TASK DESCRIPTION:
Gather every line of the data below that contains the word "rough".

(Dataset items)
#####

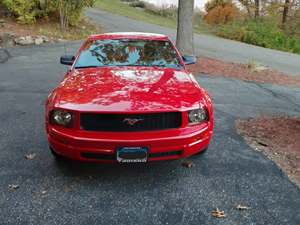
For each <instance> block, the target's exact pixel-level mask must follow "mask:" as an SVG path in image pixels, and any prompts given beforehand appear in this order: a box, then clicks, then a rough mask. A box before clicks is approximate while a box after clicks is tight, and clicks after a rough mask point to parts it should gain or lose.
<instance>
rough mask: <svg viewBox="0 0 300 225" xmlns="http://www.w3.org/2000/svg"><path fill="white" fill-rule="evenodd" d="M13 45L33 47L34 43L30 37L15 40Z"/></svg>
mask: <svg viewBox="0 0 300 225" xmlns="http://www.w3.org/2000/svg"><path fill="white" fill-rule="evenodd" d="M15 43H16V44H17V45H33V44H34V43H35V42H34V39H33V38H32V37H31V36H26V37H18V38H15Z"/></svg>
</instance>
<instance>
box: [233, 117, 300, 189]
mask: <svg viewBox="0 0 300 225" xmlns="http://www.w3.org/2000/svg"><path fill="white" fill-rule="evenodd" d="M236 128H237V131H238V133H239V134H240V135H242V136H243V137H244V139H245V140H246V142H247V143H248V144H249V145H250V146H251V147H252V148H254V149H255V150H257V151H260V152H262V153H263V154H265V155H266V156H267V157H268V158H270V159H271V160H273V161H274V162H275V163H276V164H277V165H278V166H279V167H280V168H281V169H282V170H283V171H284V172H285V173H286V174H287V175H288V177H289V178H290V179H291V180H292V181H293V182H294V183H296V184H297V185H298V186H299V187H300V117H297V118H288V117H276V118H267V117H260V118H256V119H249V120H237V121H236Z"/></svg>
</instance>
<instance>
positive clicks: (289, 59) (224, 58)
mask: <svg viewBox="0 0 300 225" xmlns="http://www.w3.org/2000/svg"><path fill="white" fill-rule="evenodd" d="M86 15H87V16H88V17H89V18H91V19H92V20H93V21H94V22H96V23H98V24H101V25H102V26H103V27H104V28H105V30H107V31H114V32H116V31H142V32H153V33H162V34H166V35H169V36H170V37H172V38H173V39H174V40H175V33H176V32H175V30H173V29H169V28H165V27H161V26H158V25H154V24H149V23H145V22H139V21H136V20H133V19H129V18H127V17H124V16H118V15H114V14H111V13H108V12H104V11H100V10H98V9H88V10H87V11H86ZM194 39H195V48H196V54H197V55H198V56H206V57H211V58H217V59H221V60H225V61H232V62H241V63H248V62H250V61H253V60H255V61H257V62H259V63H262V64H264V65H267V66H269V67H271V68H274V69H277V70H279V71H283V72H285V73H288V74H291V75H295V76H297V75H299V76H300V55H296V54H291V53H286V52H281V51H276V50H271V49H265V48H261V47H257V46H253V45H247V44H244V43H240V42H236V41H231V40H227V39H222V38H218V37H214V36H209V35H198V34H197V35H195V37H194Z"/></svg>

#####

RESULT:
For each <instance> block, the target's exact pixel-level mask must follow "mask:" as an SVG path in image pixels, and any prompts given beforehand appear in this order: a box, then clicks, then a rough mask. A box before clicks is approximate while a box after clicks is tight, and clicks after a rough mask point to parts it should gain or lose.
rough mask: <svg viewBox="0 0 300 225" xmlns="http://www.w3.org/2000/svg"><path fill="white" fill-rule="evenodd" d="M13 45L33 47L34 43L30 37L15 40Z"/></svg>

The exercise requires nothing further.